— Start of Text to read —

Updated: Jan 14, 2022

I just wrote a blog about selling books for the Flint Area Writers blog. Really, it was about selling my own books, and how uncomfortable that can be. (Read that blog here). But also, it was about Impostor Syndrome. Yes. I said it.

I have that. A lot.

So much so that I don't feel qualified to even write about it, but here we are.

For example, I have two friends that are also writers, that I inadvertently and constantly measure myself by. They are both full-time writers. One has come to this after years of working at a job that she hated. She is very productive. For the first year that she wrote full-time, she put out a book a month. She's also an expert at attracting an audience online.

My other friend writes slower but has spent years building a solid platform from which to sell books. She lectures, she writes non-fiction, she teaches classes.

I find that I fall somewhere between the two. I write slowly. My stories meander into their plots. And they both leave me in the dust with their understanding of marketing.

If I can't produce a novel a month, then am I even a real writer?

If I can't write, teach classes, give lectures on things that people are interested in, AM I EVEN A REAL WRITER?

— End of Text to read —
— Start of Record list —

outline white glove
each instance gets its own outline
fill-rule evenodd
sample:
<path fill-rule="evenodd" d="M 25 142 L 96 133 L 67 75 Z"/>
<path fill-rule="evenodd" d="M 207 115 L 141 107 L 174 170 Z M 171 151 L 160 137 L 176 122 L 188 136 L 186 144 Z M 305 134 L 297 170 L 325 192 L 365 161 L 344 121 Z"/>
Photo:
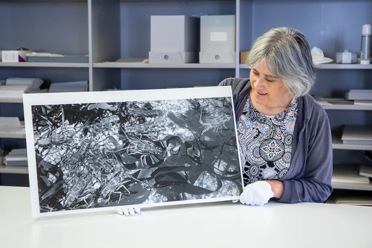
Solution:
<path fill-rule="evenodd" d="M 124 214 L 126 216 L 129 216 L 130 215 L 134 216 L 136 213 L 139 213 L 141 212 L 141 210 L 139 208 L 122 208 L 118 210 L 116 212 L 122 216 Z"/>
<path fill-rule="evenodd" d="M 268 203 L 270 198 L 274 196 L 274 193 L 268 182 L 257 181 L 244 187 L 240 200 L 242 204 L 262 206 Z"/>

— End of Record list —

• **Set exercise 1**
Reproduce the listing from its first line up to and including the line containing "124 214 L 126", with the requests included and the picture omitted, and increase every coordinate in the answer paths by 133.
• **Set exercise 2**
Continue the text on a writer's impostor syndrome, beginning after its final sentence.
The text and the listing were drawn from unrelated sources.

• **Right answer 1**
outline white glove
each instance gets its own outline
fill-rule evenodd
sample:
<path fill-rule="evenodd" d="M 25 142 L 96 133 L 67 75 Z"/>
<path fill-rule="evenodd" d="M 207 115 L 141 107 L 174 170 Z M 171 151 L 160 137 L 176 122 L 188 136 L 186 144 Z M 305 134 L 297 170 L 325 192 L 365 161 L 344 121 Z"/>
Photo:
Solution:
<path fill-rule="evenodd" d="M 257 347 L 259 349 L 262 349 L 263 348 L 267 349 L 269 346 L 272 346 L 274 345 L 274 343 L 272 341 L 255 341 L 251 343 L 249 345 L 255 349 Z"/>

• **Right answer 2**
I tell myself that everyone feels this way, at some point or another. Sure, we all come to our writing differently. Sure some of us can write things that have more appeal, maybe? How can I write more efficiently? HOW CAN I WRITE SOMETHING THAT PEOPLE WANT TO READ?? WHY AM I DOING THIS??

Right. That was my monkey mind talking, as Natalie Goldberg would say. I try not to listen to it.

Sometimes I even succeed.

Look. I love my stories. I even love my writing. It's taken me a while to actually admit that though. My generation of girls was expected to be demure. It wasn't really lady-like. We were not taught to accept compliments unless they were about our appearance. It's a steep learning curve, but I keep trying to get out of my own way and write the things, trust that people are out there, waiting for my words. And believe that I am, in fact, even a real writer.